Data in this exercise:
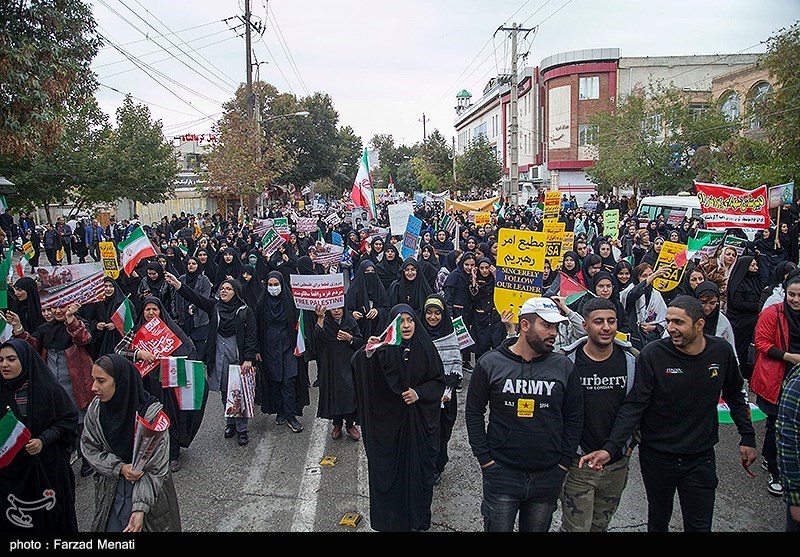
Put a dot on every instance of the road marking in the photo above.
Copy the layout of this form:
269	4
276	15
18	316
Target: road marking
308	492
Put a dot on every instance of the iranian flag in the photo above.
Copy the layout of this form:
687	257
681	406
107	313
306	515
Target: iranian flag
300	346
390	337
123	317
6	330
362	193
190	397
569	288
13	436
692	247
173	372
135	248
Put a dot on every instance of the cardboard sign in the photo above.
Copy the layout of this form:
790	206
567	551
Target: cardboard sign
666	257
108	255
310	291
158	339
520	263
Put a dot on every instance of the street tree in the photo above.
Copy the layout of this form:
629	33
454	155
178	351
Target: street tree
46	49
478	167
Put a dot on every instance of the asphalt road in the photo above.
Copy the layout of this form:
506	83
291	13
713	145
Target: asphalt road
276	484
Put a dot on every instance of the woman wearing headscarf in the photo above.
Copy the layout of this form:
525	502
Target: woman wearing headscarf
126	500
429	265
744	292
411	288
337	337
27	303
63	344
645	310
193	320
284	390
777	343
439	325
105	335
184	424
231	341
30	392
457	297
389	267
367	301
399	393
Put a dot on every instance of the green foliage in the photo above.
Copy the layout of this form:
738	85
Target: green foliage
478	167
46	49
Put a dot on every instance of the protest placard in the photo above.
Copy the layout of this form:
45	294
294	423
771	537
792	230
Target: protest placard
158	339
310	291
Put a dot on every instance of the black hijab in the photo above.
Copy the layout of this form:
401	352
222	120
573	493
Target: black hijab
118	415
709	287
30	309
445	325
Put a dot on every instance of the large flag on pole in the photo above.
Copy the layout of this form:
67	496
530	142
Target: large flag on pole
135	248
362	193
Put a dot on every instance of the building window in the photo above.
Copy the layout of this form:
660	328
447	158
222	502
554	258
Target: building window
730	105
589	88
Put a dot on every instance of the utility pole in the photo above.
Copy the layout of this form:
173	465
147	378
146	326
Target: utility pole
513	128
249	61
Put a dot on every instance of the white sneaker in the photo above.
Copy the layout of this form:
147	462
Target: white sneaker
774	486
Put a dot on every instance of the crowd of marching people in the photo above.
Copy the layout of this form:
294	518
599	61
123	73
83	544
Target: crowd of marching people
72	377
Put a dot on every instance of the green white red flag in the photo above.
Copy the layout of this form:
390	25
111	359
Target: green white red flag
13	436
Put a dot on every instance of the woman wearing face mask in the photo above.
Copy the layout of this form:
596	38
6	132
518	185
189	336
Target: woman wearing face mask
439	326
63	344
411	288
744	291
367	301
30	392
184	424
399	393
231	341
192	319
337	337
777	342
126	500
284	390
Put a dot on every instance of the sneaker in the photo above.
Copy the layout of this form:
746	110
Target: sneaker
774	486
294	424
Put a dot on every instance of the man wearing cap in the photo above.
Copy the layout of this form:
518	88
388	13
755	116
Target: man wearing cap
535	422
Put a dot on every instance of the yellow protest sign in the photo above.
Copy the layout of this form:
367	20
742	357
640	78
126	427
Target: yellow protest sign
666	257
520	262
108	255
482	218
552	204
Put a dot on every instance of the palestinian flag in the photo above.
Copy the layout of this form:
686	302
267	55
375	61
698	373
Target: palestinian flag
6	330
173	372
570	289
123	317
135	248
190	397
13	436
390	337
300	346
692	247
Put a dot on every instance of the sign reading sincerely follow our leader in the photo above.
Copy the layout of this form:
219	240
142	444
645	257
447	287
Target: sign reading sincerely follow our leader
310	291
727	207
666	257
520	263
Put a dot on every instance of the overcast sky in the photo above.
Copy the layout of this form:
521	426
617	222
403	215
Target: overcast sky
385	64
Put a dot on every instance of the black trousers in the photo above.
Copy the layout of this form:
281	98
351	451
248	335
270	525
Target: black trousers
695	479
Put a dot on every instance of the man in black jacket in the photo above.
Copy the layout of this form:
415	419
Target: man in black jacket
674	399
535	421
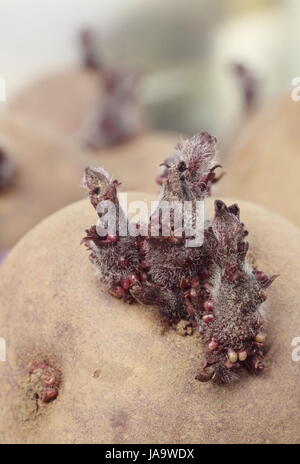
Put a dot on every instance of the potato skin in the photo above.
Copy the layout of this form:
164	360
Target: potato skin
50	169
264	162
122	380
48	176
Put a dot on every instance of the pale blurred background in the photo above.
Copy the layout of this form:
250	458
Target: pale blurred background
184	47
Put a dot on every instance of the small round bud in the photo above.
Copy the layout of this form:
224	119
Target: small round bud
208	318
243	355
208	306
213	345
232	356
260	337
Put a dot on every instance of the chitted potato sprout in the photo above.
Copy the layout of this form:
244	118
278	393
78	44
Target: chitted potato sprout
213	285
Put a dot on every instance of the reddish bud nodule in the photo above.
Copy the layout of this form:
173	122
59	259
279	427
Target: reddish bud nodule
208	318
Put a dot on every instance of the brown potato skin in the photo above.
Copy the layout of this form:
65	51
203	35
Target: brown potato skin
136	162
48	176
122	380
264	162
50	169
62	101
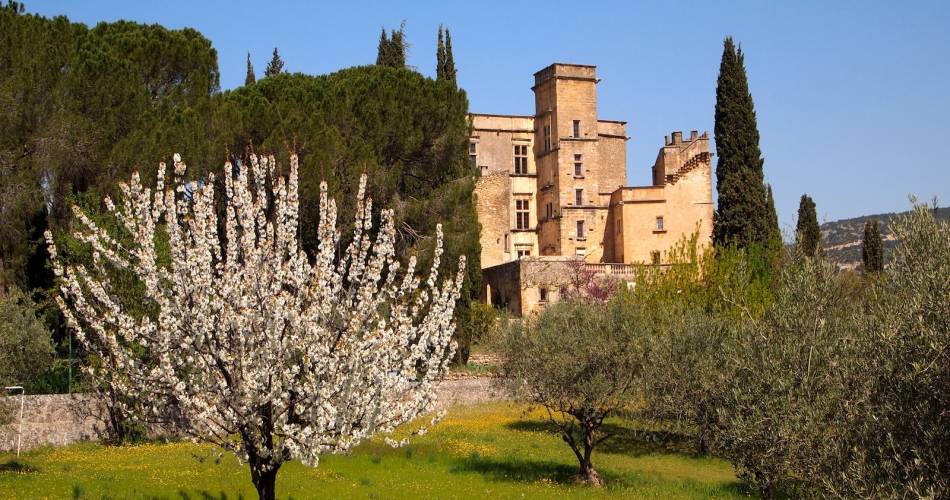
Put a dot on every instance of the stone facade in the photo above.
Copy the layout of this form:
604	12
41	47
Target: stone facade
553	186
61	419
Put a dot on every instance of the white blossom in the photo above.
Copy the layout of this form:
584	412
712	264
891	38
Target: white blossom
247	336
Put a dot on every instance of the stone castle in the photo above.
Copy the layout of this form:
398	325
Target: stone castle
552	194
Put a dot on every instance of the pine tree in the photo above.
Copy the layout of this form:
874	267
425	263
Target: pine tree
275	66
776	233
807	233
250	79
743	216
449	59
872	252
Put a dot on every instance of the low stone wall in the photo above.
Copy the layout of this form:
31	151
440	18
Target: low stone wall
59	419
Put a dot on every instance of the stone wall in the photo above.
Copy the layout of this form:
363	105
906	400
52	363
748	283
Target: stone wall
60	419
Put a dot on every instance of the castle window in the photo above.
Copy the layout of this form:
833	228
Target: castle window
521	158
473	154
521	214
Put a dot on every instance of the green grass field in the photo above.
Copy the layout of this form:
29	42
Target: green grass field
487	451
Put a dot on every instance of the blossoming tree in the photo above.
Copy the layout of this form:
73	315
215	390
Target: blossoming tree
248	343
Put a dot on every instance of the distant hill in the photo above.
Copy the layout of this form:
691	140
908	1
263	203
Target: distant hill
841	240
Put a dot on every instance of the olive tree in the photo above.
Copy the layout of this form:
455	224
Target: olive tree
581	361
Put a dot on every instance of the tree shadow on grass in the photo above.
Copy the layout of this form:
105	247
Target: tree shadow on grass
623	439
17	467
526	471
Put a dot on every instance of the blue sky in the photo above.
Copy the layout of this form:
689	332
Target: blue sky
852	97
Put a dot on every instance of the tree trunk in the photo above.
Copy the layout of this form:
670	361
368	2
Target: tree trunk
264	477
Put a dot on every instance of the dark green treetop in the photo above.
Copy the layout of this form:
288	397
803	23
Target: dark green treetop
807	233
249	79
743	216
392	49
872	251
275	66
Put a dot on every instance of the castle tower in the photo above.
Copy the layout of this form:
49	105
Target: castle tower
580	161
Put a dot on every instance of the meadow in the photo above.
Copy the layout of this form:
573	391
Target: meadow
496	450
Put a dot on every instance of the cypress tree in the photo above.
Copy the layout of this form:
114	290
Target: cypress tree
449	59
382	51
275	66
250	78
440	57
872	252
807	233
743	215
392	50
773	215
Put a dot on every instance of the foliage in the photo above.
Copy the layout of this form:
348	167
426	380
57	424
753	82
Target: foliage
872	248
275	66
743	216
26	349
580	360
249	79
244	333
480	322
807	233
392	49
841	390
445	62
492	450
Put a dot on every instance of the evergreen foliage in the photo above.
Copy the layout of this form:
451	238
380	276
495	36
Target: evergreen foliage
776	236
250	78
743	216
449	66
275	66
872	250
392	48
807	232
440	56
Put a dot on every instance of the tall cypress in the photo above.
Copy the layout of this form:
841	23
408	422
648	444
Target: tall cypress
275	66
392	49
440	57
449	59
807	233
743	215
872	251
776	233
249	79
382	51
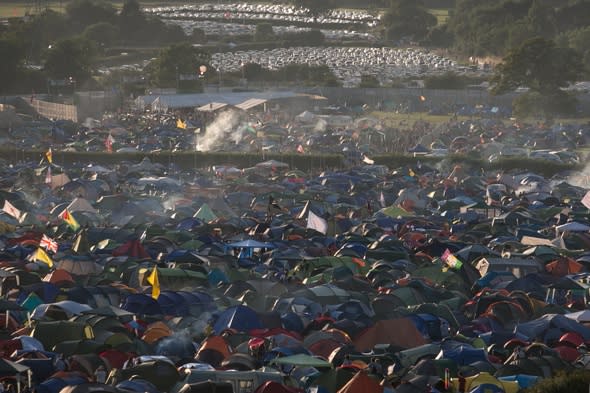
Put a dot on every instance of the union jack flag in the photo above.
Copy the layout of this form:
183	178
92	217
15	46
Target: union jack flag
48	243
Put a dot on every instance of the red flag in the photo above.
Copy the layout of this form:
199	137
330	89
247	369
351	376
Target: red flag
48	243
108	143
48	177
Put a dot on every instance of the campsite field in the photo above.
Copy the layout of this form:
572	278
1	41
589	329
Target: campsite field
15	9
393	119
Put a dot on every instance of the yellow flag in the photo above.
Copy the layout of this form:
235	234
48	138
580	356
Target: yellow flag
42	256
155	282
69	219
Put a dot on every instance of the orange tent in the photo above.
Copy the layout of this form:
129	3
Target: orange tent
564	266
156	331
58	275
400	332
361	383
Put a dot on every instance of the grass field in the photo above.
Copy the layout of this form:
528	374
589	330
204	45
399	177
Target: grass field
393	119
441	15
13	9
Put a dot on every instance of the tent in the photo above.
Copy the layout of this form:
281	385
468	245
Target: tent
361	383
240	318
400	332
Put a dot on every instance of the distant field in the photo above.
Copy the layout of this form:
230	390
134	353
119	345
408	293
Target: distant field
393	119
13	9
442	15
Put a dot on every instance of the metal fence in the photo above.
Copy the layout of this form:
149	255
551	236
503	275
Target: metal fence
55	111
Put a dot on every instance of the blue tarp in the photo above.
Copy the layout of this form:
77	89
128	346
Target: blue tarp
141	304
524	380
240	318
539	328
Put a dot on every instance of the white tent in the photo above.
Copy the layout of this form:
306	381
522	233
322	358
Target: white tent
81	205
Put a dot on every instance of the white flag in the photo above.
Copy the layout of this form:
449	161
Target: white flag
317	223
11	210
367	160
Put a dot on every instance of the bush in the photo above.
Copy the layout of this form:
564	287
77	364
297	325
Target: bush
564	382
449	80
533	104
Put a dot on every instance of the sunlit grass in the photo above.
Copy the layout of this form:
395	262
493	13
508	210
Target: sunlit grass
442	15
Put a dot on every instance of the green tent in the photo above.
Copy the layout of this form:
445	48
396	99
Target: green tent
395	211
205	214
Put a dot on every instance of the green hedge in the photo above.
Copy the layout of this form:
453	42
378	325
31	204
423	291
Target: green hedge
308	162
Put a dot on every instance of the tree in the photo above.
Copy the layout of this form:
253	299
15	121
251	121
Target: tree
539	65
545	69
407	18
369	81
12	54
253	71
84	13
563	382
176	60
315	7
264	32
71	58
103	33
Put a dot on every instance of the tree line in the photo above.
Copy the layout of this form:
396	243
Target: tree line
545	45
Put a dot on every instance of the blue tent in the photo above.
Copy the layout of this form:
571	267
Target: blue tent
240	318
175	346
141	304
54	385
541	327
464	355
171	303
137	385
247	247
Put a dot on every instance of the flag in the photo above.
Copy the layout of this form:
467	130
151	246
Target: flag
48	243
69	219
11	210
317	223
42	256
154	282
367	160
48	178
304	211
108	143
452	261
273	206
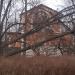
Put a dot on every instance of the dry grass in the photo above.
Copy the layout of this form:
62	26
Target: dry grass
38	65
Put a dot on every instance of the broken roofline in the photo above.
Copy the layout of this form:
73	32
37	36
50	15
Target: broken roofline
39	6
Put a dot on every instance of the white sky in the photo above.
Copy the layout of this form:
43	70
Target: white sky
55	4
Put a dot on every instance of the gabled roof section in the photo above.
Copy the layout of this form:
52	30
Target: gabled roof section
41	6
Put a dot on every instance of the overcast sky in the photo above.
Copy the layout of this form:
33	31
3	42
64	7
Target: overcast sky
55	4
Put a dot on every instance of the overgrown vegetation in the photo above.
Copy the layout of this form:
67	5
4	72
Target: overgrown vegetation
40	65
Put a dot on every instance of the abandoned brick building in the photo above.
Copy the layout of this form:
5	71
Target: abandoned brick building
37	17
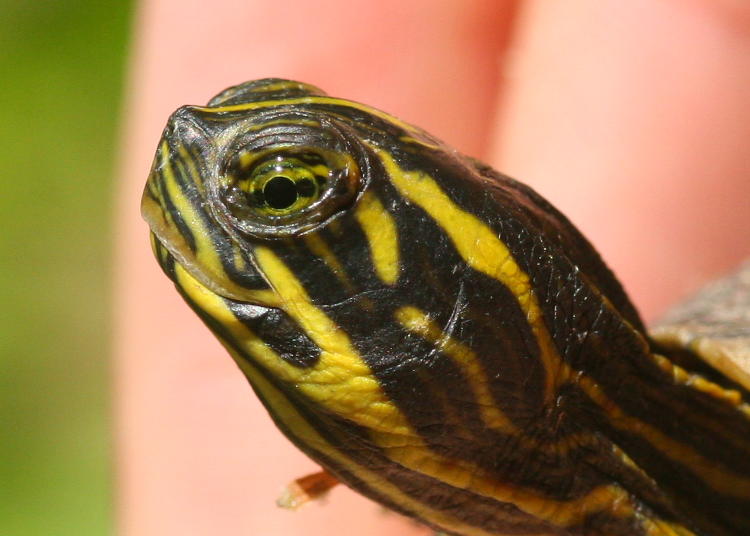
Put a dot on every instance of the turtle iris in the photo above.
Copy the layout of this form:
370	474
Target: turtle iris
280	192
282	185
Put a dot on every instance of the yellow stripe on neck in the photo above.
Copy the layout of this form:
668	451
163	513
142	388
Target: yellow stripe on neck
483	251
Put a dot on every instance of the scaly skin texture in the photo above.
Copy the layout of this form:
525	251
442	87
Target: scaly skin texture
432	332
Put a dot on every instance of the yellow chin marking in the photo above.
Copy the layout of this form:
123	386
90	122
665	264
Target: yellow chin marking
382	236
482	250
340	381
304	433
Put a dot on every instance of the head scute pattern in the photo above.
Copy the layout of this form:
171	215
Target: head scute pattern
433	333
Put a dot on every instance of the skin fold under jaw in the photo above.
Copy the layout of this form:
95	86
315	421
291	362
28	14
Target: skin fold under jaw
433	333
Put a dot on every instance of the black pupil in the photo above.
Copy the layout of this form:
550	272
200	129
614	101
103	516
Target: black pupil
280	192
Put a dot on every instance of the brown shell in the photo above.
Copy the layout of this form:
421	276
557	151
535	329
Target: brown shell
714	325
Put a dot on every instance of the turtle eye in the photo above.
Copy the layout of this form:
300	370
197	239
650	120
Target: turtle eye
282	185
285	179
277	186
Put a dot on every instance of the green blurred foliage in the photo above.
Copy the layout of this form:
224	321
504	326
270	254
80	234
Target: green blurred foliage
61	64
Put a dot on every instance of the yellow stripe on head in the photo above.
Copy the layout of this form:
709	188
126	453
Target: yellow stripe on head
382	237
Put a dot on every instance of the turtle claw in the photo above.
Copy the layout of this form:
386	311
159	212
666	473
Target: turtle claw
305	489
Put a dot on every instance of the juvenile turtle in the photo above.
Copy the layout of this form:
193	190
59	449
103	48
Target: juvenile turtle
437	336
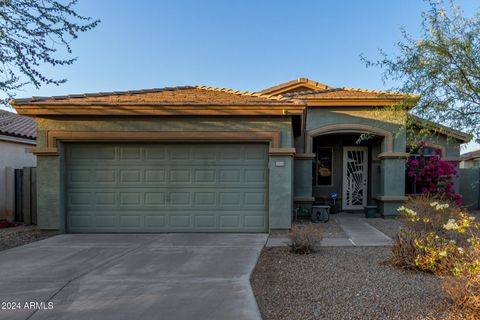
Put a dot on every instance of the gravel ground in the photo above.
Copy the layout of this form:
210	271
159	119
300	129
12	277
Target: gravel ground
388	226
21	235
345	283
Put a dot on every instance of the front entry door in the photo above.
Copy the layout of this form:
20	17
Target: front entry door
355	175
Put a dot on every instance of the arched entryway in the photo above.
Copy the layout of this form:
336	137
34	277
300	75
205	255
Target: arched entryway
348	163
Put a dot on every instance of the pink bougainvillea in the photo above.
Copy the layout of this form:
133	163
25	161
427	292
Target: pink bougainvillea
430	174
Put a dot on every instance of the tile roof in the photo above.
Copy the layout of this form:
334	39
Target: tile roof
345	93
472	155
300	83
185	95
439	128
12	124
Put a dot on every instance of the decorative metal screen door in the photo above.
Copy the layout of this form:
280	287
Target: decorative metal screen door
355	175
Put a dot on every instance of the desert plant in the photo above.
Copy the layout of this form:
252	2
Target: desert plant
305	239
441	238
464	287
433	175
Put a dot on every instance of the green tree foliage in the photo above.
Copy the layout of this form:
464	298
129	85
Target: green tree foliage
442	67
35	33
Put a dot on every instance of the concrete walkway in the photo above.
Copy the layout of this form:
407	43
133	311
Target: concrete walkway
359	233
132	276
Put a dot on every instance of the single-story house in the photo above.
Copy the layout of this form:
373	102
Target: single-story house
202	159
17	139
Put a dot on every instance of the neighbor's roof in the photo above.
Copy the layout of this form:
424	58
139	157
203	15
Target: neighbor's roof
12	124
436	127
345	93
470	155
185	95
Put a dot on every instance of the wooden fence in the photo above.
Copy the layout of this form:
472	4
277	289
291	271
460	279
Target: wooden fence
26	195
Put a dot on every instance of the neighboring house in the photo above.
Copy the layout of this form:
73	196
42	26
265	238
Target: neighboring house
17	138
471	160
188	159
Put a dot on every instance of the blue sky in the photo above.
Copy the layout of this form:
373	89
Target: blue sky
243	45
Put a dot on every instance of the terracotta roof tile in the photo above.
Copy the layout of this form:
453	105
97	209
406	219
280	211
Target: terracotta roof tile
344	93
186	95
12	124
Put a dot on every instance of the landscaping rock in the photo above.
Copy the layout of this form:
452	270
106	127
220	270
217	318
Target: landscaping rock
345	283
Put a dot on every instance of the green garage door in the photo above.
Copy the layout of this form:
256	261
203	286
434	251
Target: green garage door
166	187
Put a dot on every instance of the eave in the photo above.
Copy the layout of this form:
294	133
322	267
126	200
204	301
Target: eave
155	109
355	102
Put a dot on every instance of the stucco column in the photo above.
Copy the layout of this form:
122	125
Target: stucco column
280	185
49	202
392	188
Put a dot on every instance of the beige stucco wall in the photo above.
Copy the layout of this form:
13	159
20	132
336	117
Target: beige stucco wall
13	155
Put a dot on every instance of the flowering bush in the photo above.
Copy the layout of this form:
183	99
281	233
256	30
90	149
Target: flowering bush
441	238
433	175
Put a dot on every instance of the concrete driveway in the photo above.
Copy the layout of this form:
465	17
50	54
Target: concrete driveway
132	276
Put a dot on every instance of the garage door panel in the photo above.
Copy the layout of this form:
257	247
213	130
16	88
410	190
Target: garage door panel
167	188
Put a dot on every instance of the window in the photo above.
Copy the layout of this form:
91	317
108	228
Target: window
323	167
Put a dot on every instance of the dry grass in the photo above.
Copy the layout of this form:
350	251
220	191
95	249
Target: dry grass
305	239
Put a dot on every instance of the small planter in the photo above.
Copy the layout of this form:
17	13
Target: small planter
370	211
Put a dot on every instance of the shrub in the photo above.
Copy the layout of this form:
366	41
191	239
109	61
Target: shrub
305	239
433	175
441	238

Directions:
The line containing "Target: concrete driveway" and every line after it, up to and including the last line of the records, should be reproduced exactly, with nothing else.

Exercise solution:
Target: concrete driveway
132	276
Put a dot on every instance of the garage door panel in the photo above.
Copy the layout of this form:
257	247
213	130
16	88
410	190
Target: garage door panel
167	188
Put a dot on every instance of the window in the photo above.
Copy the layout of this form:
91	317
108	228
Target: window
323	167
Put a dot on every instance of the dry grass in the photo above.
Copy the layout of this form:
350	251
220	191
95	249
Target: dry grass
305	239
Put a dot on every instance of the small planter in the photo above.
Copy the layout of this form:
17	13
Target: small planter
370	211
Put a dot on every instance of the shrub in the photo above.
Copy the layout of this form:
366	41
191	239
109	61
Target: shrub
305	239
433	175
441	238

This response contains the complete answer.